[Collection entries]
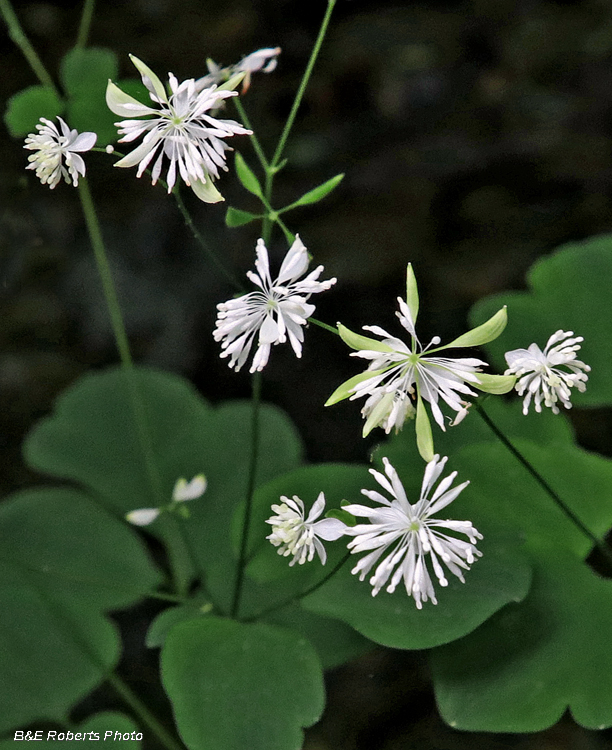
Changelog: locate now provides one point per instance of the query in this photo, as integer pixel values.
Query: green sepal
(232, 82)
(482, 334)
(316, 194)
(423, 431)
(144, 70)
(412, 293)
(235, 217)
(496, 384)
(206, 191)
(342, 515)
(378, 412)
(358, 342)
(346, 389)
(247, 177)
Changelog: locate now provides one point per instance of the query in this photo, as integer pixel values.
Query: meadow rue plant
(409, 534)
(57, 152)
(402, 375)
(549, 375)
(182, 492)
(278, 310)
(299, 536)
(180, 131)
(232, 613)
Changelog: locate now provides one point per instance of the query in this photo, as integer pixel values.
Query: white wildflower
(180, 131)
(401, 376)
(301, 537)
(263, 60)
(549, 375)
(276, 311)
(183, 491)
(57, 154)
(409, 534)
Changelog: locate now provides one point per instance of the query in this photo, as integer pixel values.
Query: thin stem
==
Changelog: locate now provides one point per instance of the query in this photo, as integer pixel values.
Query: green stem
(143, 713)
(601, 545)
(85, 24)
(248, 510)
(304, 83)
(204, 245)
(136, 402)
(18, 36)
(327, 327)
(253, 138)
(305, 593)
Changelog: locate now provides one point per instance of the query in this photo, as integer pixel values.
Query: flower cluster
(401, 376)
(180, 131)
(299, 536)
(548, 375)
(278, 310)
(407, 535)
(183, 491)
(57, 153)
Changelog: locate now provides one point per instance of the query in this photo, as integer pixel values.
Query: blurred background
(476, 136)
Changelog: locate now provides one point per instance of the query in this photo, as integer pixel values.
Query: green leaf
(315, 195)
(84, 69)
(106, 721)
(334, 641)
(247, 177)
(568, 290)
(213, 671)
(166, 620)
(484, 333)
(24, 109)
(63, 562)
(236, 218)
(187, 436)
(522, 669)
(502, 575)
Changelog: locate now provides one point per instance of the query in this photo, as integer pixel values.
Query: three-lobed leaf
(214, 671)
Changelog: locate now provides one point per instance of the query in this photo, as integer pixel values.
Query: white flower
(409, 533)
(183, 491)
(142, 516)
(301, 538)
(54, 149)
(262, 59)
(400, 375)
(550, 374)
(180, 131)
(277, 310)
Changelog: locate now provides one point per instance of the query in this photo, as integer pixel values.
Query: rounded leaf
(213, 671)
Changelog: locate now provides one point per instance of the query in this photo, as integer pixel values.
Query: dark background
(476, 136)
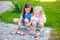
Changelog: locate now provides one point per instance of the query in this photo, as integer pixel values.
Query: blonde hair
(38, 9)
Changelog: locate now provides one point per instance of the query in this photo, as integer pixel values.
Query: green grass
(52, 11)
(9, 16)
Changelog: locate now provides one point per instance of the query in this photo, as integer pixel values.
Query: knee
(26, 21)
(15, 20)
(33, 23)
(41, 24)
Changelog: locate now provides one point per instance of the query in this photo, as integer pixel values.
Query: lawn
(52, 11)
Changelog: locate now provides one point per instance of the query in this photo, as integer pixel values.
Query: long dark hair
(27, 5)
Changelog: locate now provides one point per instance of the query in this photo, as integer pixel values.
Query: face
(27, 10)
==
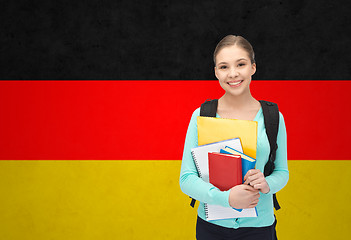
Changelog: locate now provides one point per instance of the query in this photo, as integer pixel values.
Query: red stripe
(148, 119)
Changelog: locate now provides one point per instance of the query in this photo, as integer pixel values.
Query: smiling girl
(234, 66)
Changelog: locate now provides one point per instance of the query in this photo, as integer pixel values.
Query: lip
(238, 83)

Task goal – Extract every line from the rows above that contains the string "leaf", treating the match as case-sensitive.

Task output –
Query: green leaf
Query: three-lobed leaf
Query: rounded leaf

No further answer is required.